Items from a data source
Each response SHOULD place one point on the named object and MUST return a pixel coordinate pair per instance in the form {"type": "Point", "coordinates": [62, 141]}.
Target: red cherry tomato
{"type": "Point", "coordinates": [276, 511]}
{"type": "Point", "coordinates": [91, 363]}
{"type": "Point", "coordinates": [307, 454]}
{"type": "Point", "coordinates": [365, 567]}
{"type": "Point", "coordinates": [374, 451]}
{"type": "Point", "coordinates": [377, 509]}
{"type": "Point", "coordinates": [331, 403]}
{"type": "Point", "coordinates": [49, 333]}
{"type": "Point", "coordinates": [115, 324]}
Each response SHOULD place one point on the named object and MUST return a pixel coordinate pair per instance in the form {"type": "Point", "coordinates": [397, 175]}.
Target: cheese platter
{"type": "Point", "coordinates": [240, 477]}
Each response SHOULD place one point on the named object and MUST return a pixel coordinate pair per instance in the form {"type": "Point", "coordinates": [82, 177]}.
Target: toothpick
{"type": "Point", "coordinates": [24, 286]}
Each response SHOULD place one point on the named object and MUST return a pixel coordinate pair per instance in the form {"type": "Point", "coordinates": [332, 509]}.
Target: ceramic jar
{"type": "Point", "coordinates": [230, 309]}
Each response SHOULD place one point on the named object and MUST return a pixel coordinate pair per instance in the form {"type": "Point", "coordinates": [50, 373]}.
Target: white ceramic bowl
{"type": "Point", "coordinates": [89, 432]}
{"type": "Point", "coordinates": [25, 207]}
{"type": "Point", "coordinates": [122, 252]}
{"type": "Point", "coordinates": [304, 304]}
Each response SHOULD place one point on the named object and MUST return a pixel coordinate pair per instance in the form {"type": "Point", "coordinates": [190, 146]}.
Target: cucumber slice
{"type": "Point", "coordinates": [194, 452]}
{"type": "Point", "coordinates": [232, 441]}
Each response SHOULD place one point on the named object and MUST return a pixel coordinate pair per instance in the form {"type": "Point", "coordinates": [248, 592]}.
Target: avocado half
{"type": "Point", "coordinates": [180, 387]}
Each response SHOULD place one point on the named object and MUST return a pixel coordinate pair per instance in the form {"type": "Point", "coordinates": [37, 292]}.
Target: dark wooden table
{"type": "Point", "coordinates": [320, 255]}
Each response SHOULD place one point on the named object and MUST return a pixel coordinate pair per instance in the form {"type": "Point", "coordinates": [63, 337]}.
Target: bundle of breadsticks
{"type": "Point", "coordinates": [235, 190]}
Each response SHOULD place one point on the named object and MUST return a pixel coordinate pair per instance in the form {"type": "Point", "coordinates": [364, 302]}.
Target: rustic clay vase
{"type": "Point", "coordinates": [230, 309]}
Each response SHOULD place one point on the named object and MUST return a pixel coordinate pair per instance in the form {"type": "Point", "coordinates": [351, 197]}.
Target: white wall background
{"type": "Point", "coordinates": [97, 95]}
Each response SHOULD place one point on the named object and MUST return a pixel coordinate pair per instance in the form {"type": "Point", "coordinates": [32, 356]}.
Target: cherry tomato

---

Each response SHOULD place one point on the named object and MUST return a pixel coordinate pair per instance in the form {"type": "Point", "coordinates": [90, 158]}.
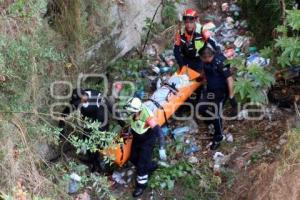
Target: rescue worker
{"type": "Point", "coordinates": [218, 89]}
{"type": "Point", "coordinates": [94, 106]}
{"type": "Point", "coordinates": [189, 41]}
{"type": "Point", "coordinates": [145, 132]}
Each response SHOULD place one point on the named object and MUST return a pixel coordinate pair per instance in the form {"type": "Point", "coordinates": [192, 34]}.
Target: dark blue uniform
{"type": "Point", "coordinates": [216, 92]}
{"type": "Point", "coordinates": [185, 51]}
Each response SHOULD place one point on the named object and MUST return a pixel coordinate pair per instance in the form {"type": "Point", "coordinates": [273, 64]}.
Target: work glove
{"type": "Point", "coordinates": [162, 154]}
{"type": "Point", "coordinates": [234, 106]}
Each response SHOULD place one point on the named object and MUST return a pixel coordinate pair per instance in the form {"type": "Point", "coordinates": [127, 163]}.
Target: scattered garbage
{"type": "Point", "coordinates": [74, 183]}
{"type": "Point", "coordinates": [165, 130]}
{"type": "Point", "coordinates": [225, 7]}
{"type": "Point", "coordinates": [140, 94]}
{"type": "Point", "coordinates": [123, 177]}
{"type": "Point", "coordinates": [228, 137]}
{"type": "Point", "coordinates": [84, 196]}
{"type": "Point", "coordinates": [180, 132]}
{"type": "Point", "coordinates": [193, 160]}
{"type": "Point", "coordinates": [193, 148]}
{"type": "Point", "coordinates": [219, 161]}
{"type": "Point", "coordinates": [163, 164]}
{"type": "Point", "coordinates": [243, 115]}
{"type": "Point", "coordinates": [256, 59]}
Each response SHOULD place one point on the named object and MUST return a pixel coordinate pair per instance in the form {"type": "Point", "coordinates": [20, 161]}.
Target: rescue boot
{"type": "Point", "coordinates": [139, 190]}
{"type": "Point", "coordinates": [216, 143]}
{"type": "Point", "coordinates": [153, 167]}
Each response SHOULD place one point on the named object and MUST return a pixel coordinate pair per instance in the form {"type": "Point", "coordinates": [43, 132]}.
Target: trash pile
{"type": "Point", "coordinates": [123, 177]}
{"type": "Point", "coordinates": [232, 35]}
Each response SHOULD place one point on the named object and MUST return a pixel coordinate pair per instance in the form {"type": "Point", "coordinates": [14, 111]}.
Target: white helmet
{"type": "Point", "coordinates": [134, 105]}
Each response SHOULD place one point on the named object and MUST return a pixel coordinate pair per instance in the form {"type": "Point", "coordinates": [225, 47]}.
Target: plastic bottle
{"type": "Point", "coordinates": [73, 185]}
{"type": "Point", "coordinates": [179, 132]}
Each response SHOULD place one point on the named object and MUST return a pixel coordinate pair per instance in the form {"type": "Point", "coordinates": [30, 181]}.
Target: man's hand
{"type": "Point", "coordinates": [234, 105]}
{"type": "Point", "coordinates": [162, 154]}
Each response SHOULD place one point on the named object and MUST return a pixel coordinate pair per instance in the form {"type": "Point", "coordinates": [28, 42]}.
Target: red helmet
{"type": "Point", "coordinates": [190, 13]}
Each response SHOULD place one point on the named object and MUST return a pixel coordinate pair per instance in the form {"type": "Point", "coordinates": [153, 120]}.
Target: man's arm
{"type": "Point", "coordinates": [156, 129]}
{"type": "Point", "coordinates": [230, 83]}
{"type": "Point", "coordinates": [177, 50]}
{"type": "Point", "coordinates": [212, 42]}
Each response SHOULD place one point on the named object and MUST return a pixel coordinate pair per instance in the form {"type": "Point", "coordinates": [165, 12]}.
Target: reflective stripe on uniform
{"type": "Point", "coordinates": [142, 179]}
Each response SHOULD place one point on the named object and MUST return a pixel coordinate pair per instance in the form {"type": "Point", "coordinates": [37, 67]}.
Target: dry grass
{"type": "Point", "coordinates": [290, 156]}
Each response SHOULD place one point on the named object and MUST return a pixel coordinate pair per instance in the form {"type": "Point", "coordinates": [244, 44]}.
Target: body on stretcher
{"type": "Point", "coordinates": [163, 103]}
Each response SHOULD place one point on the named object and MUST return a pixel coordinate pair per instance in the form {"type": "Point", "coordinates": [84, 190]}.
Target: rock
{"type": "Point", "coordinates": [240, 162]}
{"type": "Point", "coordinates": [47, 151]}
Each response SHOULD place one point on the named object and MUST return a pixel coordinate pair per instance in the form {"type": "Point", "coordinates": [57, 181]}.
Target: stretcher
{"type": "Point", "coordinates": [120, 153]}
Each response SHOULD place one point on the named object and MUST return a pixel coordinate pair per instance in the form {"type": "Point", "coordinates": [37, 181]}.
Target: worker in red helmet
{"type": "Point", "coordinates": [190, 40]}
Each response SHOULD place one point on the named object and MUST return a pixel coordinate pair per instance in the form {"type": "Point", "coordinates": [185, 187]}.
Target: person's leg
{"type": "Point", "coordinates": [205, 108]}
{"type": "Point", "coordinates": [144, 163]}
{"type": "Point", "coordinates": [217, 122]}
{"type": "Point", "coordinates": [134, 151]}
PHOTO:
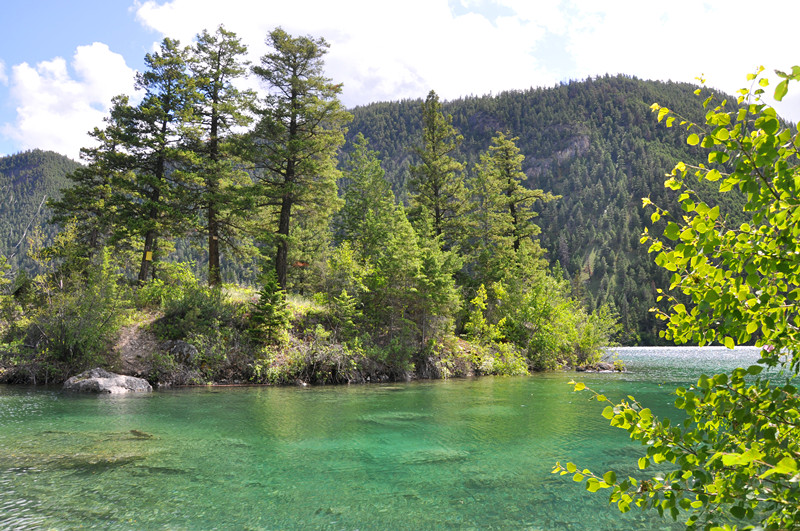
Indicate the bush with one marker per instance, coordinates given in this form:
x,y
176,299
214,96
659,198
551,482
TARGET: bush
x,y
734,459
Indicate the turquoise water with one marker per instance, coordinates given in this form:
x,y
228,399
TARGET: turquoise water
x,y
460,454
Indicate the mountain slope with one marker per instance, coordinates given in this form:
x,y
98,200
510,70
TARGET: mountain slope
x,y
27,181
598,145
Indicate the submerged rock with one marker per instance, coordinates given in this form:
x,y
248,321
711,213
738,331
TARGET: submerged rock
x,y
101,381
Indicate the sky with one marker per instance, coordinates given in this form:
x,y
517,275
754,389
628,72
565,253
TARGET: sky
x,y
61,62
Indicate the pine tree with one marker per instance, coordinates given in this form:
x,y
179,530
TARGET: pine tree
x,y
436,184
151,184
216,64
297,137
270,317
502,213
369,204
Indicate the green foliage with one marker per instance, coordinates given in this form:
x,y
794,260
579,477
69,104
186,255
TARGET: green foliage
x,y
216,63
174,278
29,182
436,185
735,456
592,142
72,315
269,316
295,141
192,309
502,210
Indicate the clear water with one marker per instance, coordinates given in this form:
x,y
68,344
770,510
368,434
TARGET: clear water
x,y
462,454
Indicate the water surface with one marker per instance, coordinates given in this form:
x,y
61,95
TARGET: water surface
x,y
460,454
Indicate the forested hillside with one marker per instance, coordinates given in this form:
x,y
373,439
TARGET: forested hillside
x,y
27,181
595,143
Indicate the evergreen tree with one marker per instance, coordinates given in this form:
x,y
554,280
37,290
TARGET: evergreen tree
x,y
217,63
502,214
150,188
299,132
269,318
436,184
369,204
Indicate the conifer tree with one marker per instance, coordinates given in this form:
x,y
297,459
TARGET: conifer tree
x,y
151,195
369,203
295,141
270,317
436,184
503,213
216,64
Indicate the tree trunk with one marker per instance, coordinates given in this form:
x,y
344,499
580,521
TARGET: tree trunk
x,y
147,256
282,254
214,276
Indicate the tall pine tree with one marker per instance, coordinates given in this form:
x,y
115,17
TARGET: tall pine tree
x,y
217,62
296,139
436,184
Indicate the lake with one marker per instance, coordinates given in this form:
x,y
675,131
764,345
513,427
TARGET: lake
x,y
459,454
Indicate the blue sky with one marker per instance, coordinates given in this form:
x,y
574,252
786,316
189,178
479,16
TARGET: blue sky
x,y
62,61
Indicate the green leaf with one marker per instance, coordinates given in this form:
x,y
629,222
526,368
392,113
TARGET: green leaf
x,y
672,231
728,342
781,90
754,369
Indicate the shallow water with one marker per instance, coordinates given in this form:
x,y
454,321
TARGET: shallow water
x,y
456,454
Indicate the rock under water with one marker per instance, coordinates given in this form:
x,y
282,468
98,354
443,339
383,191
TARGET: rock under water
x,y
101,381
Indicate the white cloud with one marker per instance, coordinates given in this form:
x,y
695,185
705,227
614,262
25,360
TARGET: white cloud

---

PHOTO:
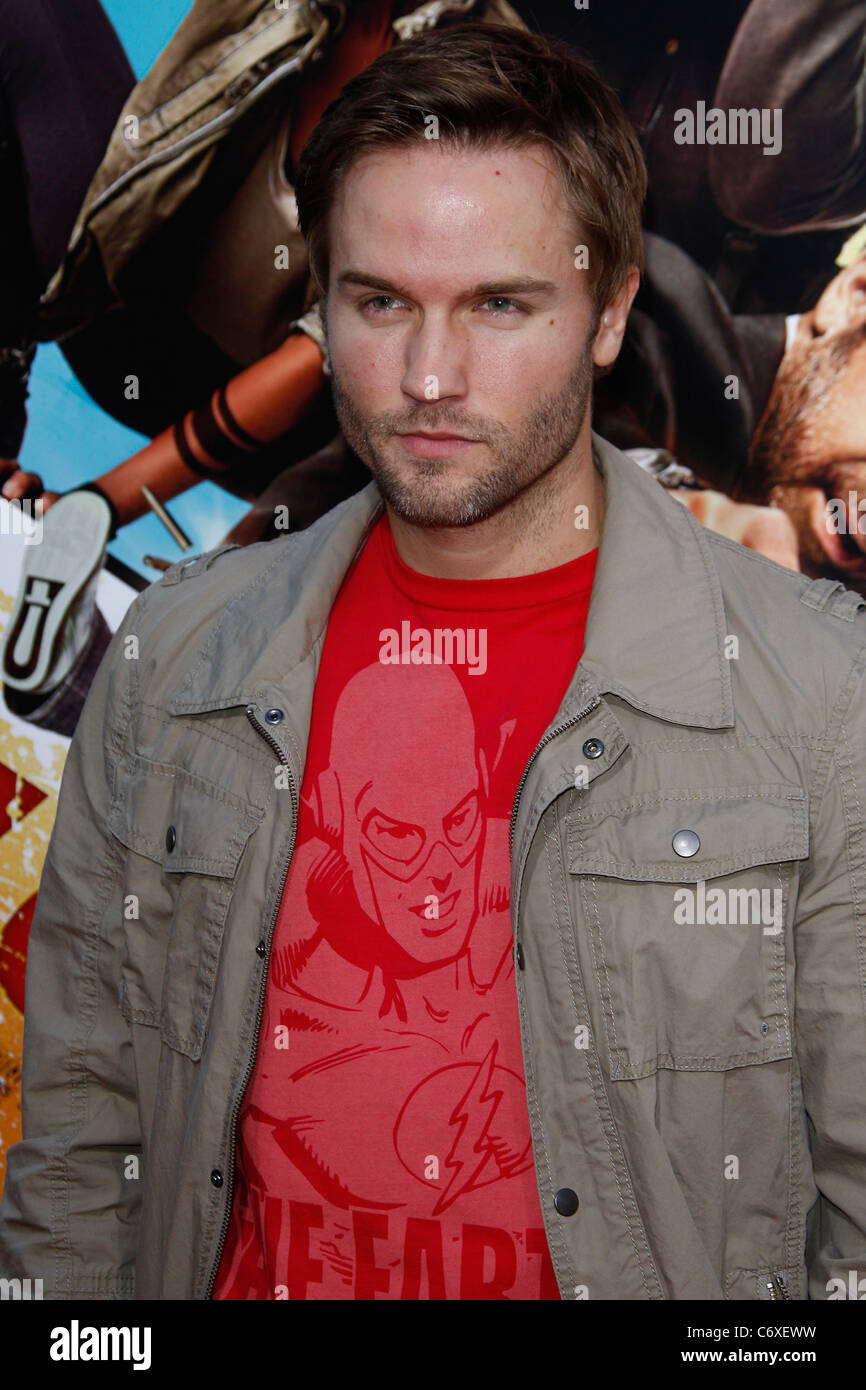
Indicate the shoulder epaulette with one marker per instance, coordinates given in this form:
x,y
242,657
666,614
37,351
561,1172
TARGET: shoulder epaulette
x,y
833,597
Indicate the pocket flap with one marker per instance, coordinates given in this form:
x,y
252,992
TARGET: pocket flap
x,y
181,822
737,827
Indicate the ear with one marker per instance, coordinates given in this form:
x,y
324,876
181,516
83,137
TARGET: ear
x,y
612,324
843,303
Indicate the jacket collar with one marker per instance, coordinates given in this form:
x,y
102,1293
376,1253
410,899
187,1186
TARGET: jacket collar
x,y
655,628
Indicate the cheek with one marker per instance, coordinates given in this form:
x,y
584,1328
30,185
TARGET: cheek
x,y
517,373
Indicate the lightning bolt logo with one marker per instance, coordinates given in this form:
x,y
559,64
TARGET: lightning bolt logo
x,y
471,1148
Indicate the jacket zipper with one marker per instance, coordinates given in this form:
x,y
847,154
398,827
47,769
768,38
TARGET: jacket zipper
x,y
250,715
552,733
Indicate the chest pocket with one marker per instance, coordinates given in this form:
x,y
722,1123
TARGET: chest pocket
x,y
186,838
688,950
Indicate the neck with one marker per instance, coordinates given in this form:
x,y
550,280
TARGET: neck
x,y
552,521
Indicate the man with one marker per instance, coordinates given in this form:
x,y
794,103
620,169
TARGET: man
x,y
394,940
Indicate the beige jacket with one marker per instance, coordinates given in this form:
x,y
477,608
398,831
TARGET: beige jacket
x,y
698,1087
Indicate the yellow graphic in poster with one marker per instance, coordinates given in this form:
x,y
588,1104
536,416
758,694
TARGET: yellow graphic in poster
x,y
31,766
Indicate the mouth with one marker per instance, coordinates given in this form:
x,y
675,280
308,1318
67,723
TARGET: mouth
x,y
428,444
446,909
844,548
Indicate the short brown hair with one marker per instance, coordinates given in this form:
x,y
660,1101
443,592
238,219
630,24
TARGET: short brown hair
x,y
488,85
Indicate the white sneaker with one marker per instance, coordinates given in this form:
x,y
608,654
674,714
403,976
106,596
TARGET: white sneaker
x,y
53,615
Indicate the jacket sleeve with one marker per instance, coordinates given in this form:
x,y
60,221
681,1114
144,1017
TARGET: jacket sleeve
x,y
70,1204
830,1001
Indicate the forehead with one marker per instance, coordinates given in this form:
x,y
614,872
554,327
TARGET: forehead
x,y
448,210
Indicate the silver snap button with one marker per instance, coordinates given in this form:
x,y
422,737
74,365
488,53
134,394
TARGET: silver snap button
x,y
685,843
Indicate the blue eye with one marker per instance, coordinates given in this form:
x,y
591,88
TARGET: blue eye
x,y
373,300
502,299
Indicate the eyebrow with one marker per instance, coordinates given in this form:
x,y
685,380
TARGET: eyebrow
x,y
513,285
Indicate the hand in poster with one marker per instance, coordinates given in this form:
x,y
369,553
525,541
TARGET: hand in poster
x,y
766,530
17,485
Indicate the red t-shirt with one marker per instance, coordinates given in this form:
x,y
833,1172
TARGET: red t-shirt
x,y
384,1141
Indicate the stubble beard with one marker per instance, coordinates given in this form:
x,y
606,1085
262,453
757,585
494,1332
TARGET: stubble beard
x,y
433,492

#### WORK INSTRUCTIONS
Go through the entries above and copy each line with "cloud" in it.

#### SOLUTION TO THIS PROBLEM
Indicate the white cloud with one marker per instance, coordinates given in this form:
TARGET: white cloud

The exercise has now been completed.